▶ Document text:
One example of an identification strategy here would be to find two languages that are identical in all regards (including in their overall popularity and exposure across the world), but where one was more popular than the other on SO specifically. This would be a matched selection on observables strategy, where selection into "treatment" (popularity on SO) is not globally random, but random conditional on certain pre-treatment covariates, such that the non-treatment potential outcome of both languages would be expected to be the same and the difference between the observed outcomes (the level of popularity of both languages on HN) is only a product of the treatment.
Here's a simple inferential threat; the author ascribes the popularity of technology on SO as causing the popularity of a technology on HN. What if, instead, some third common cause caused both, but it caused SO spikes faster than HN spikes. Now, in the world I've described (where the true treatment effect is zero), what statistical test involving comparing SO and HN data, even incorporating temporal ordering, would correctly come up with an estimate of 0? If your answer does not come up with an estimate of 0, then its real-world causal estimate is also presumptively wrong.
I also have concerns about how the author measured both treatment and outcome.
Overall I think there is an interesting DESCRIPTIVE (non-causal) question somewhere in this article, but it's bogged down by the author trying to apply something they heard about from a Wikipedia article as though it were a substitute for taking causality seriously. We've all heard Alexander Pope's adage that "a little knowledge is a dangerous thing".

▶ Record set:
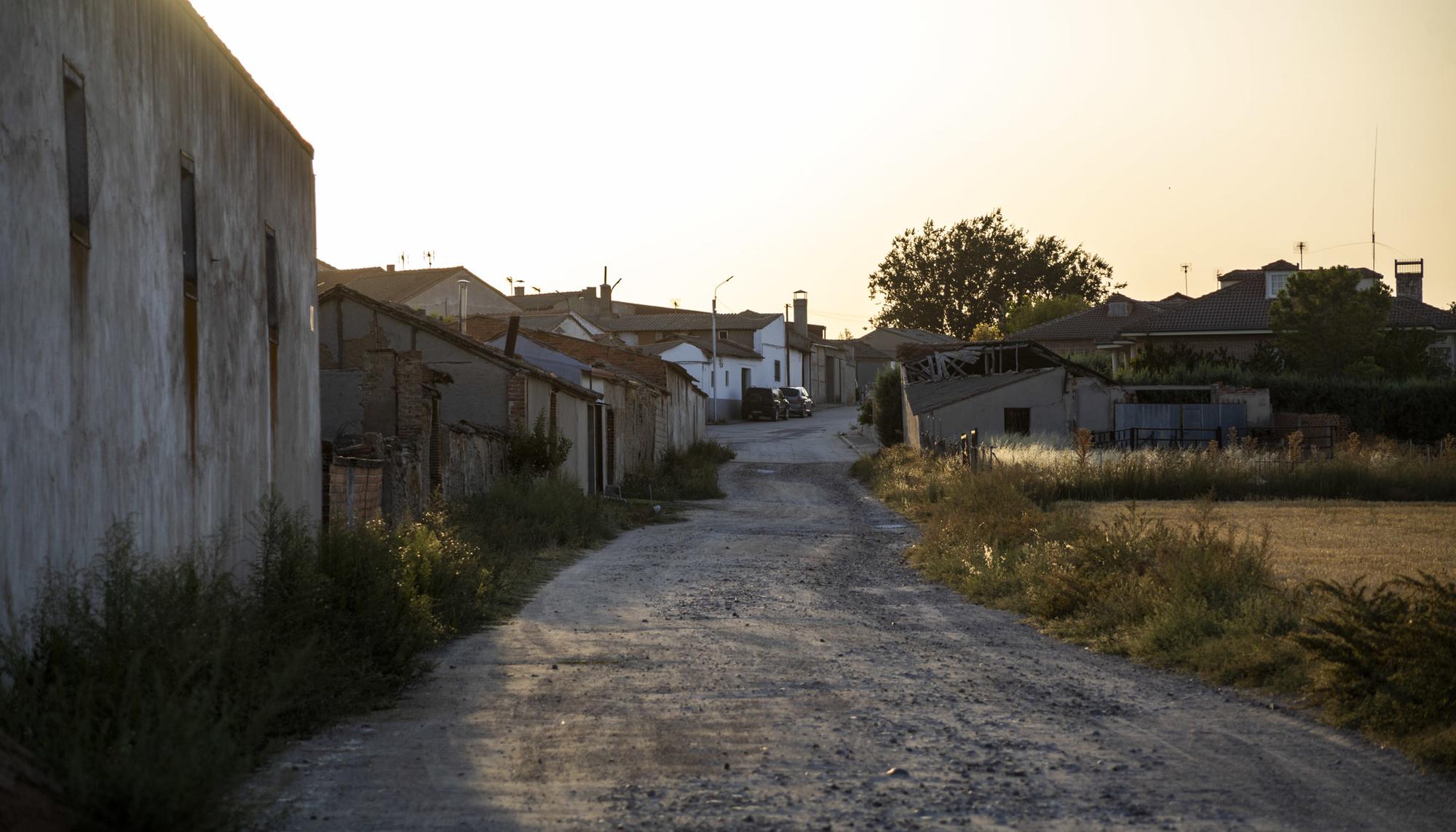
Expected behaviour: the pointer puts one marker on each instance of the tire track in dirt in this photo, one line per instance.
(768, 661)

...

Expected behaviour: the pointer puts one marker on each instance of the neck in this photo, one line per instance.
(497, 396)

▶ What to work on:
Transcribe the passage of the causal inference comment above, from the words "Here's a simple" through the words "also presumptively wrong.".

▶ Solution to the problem:
Here's a simple inferential threat; the author ascribes the popularity of technology on SO as causing the popularity of a technology on HN. What if, instead, some third common cause caused both, but it caused SO spikes faster than HN spikes. Now, in the world I've described (where the true treatment effect is zero), what statistical test involving comparing SO and HN data, even incorporating temporal ordering, would correctly come up with an estimate of 0? If your answer does not come up with an estimate of 0, then its real-world causal estimate is also presumptively wrong.